__WORK TASK 1__. In the text on sports concussions, restate the paragraph beginning "A fall or collision that makes the brain bang" more briefly, keeping its main facts.
__WORK TASK 2__. From the text on sports concussions, reproduce everything from "If you play" down to "against the skull.".
──────── TEXT UNDER STUDY
If you play sports or follow professional or college teams, you probably know that
concussions are a serious issue. Playing sports increases a person's risk of falls
and collisions with objects or other players. These can cause concussions
— a type of brain injury. That's true of all sports, not just contact sports
like football and hockey.
As long as people play sports, there will be concussions from time to time. But
wearing the right protective gear and playing the right way can make a brain injury
If you do get a concussion, take a break from sports. Making sure you let
your brain heal completely helps prevent long-term problems.
How Do Concussions Happen?
The brain is soft. The body protects it by cushioning it in cerebrospinal fluid
inside a hard skull. Because the brain floats in the fluid, it can move around and
even bang against the skull.
A fall or collision that makes the brain bang against the skull can bruise the
brain. It also can tear blood vessels and injure nerves. These injuries can cause
a concussion — a temporary loss of normal brain function.
There are lots of ways concussions can happen in sports, such as:
helmet-to-helmet tackles in football
getting checked against the boards in hockey
heading a ball incorrectly in soccer
skateboarding or biking wipeouts
collisions between skiers or snowboarders
How Can I Prevent a Sports Concussion?
Start With the Right Equipment
Everyone should wear properly fitting, sport-appropriate headgear and safety equipment
when playing contact sports or biking,
rollerblading, skateboarding, snowboarding, or skiing. You can't prevent every concussion.
But helmets, mouthguards, and other safety gear can reduce the risk of a brain injury.
────────────────
──────── EXTRACTED INFORMATION
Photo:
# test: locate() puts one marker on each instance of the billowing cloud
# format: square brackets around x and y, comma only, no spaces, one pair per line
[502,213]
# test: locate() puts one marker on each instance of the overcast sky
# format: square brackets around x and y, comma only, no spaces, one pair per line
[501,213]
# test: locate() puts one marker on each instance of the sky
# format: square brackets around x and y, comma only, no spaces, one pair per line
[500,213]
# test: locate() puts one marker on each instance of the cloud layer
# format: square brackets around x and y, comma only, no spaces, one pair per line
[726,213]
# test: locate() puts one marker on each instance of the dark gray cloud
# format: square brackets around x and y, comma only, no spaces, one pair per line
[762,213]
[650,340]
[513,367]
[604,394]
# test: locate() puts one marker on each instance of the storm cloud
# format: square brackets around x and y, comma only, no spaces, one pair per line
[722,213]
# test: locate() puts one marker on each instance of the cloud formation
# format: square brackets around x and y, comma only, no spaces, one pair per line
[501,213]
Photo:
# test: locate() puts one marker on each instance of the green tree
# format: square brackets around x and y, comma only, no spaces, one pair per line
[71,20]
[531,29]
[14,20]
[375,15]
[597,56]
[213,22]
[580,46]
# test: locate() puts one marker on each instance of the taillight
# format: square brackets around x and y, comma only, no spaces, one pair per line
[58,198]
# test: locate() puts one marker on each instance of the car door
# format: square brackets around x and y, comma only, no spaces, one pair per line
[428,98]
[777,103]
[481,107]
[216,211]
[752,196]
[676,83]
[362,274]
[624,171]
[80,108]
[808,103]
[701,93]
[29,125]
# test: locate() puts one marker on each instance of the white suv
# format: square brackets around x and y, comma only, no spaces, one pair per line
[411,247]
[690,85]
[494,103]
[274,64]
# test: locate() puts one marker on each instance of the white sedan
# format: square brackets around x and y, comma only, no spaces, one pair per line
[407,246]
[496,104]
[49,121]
────────────────
__RESULT 1__. When a fall or collision knocks the brain against the skull, it can bruise the brain, tear blood vessels and injure nerves. These injuries can cause a concussion, a temporary loss of normal brain function.

__RESULT 2__.
If you play sports or follow professional or college teams, you probably know that
concussions are a serious issue. Playing sports increases a person's risk of falls
and collisions with objects or other players. These can cause concussions
— a type of brain injury. That's true of all sports, not just contact sports
like football and hockey.
As long as people play sports, there will be concussions from time to time. But
wearing the right protective gear and playing the right way can make a brain injury
If you do get a concussion, take a break from sports. Making sure you let
your brain heal completely helps prevent long-term problems.
How Do Concussions Happen?
The brain is soft. The body protects it by cushioning it in cerebrospinal fluid
inside a hard skull. Because the brain floats in the fluid, it can move around and
even bang against the skull.